» 課題一覧
- 1) 本文のうち、「2020年02月10日大日乃光第2264号」を含む箇所から書き始め、「いかん!!」と言われました。」の直後で止めて、その範囲を一字一句そのまま書き写してください。
- 2) 疋野神社の宮司さんを訪ねた話の本文の続きを、示されている最後の文の後から書いてください。

» 本文
########################################
2020年02月10日大日乃光第2264号
崇め敬う心を大切に、一歩一歩佛様に近づいて行こう

宮司さんに称賛された皇室への篤い崇敬の念
 
本誌が発行される二月十一日は我が国の「建国記念の日」です。そこでこの国の成り立ちに関するお話を致します。
 
これは毎年の事ですが、昨年の十二月中頃にお歳暮を持って疋野神社の宮司でもあられる仲人さんに年末の挨拶に伺いました。疋野神社は県内では数少ない式内社の一つです。式内社とは十世紀に『延喜式』の神名帳に記された国家公認の社格を持つ歴史の古い神社で、疋野神社は県北では最も格式の高い、玉名市を代表するお宮の一つです。
 
その疋野神社の宮司さんが、かつて私達夫婦の仲人さんをして下さいました。こんな事から毎年私がお歳暮を持って伺います。そこでいつも居間の方に通してもらってお茶を飲みながら、しばらくお話をするのです。そんな中、今年は「光祐さん、あんたとこの大僧正様は大したもんだ!」と言われるのです。
 
宮司さんは『大日乃光』をずーっと読まれています。そして今回伺った時には『大日乃光』に赤線がたくさん引かれていて、「もうこれは永久保存版にとっとかないかん!!」と言われました。
########################################
» 提供データ

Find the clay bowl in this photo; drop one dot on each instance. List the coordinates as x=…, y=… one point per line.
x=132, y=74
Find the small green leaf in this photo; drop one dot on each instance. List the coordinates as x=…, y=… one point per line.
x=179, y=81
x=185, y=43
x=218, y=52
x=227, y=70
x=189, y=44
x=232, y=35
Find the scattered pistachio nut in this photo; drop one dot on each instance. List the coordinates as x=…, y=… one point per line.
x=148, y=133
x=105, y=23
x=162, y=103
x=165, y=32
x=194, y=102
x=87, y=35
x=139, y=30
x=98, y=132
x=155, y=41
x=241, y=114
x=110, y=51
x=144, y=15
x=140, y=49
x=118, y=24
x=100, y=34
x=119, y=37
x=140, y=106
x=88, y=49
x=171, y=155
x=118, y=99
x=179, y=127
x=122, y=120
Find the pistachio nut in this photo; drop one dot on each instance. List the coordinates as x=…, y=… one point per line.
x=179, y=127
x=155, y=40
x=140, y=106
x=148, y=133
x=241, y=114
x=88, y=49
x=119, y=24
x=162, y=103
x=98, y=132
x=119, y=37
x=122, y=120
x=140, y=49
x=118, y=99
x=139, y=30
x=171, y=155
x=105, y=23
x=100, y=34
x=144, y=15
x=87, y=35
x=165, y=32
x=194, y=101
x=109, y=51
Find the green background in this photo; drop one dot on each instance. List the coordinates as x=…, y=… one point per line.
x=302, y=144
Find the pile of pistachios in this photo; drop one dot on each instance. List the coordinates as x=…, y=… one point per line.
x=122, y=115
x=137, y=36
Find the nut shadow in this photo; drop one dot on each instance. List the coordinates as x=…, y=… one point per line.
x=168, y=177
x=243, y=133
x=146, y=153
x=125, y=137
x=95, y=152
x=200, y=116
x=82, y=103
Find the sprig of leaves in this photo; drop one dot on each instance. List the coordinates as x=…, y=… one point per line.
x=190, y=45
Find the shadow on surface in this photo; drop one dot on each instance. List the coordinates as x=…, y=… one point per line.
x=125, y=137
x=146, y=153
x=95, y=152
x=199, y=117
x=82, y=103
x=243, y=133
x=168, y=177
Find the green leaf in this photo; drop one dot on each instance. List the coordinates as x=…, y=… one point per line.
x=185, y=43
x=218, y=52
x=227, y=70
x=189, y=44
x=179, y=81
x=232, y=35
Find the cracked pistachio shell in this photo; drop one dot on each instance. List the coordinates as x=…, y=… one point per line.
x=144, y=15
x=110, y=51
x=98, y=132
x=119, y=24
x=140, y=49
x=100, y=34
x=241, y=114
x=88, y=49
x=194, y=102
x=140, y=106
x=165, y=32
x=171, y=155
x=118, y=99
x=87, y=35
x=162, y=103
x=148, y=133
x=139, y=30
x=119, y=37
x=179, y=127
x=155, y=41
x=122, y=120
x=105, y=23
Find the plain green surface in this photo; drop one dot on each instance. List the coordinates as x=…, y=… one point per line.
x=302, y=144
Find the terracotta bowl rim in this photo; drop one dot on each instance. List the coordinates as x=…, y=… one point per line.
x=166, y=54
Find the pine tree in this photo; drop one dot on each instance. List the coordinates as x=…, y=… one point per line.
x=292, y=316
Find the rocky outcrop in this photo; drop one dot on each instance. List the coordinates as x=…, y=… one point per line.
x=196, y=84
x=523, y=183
########################################
» 各課題の結果
- 1)
2020年02月10日大日乃光第2264号
崇め敬う心を大切に、一歩一歩佛様に近づいて行こう

宮司さんに称賛された皇室への篤い崇敬の念
 
本誌が発行される二月十一日は我が国の「建国記念の日」です。そこでこの国の成り立ちに関するお話を致します。
 
これは毎年の事ですが、昨年の十二月中頃にお歳暮を持って疋野神社の宮司でもあられる仲人さんに年末の挨拶に伺いました。疋野神社は県内では数少ない式内社の一つです。式内社とは十世紀に『延喜式』の神名帳に記された国家公認の社格を持つ歴史の古い神社で、疋野神社は県北では最も格式の高い、玉名市を代表するお宮の一つです。
 
その疋野神社の宮司さんが、かつて私達夫婦の仲人さんをして下さいました。こんな事から毎年私がお歳暮を持って伺います。そこでいつも居間の方に通してもらってお茶を飲みながら、しばらくお話をするのです。そんな中、今年は「光祐さん、あんたとこの大僧正様は大したもんだ!」と言われるのです。
 
宮司さんは『大日乃光』をずーっと読まれています。そして今回伺った時には『大日乃光』に赤線がたくさん引かれていて、「もうこれは永久保存版にとっとかないかん!!」と言われました。

- 2)
何の話かと言えば、十一月三日の奥之院大祭で神佛習合の柴燈大護摩祈祷の後、貫主大僧正様が話された内容でした(十二月一日号と十一日号に連載)。その中には天皇陛下の即位礼正殿の儀の話や俊律師と小岱山、〝御寺〟泉涌寺にまつわる話など、この国が皇室を中心に形作られ、それを神道と佛教が互いに協力して支えてきた歴史が詳しく記されています。そういう話をされて、「なかなかこんなにちゃんとまとめた文章はないよ。これを読めば良く分る」とお宮の宮司さんがそう仰るのです。
 
貫主大僧正様は、なぜそれほどまでに天皇陛下の事を大事に思い、度々書かれ、また非常に近しく感じておられるのでしょうか?
 
佐賀の東妙寺ゆかりの数奇な縁
 
その理由の一つに、佐賀の東妙寺の法印(住職)を先代真如大僧正様と、二代続けて勤められた点が挙げられます。佐賀の東妙寺は第九十一代後宇多天皇の勅願寺なのです。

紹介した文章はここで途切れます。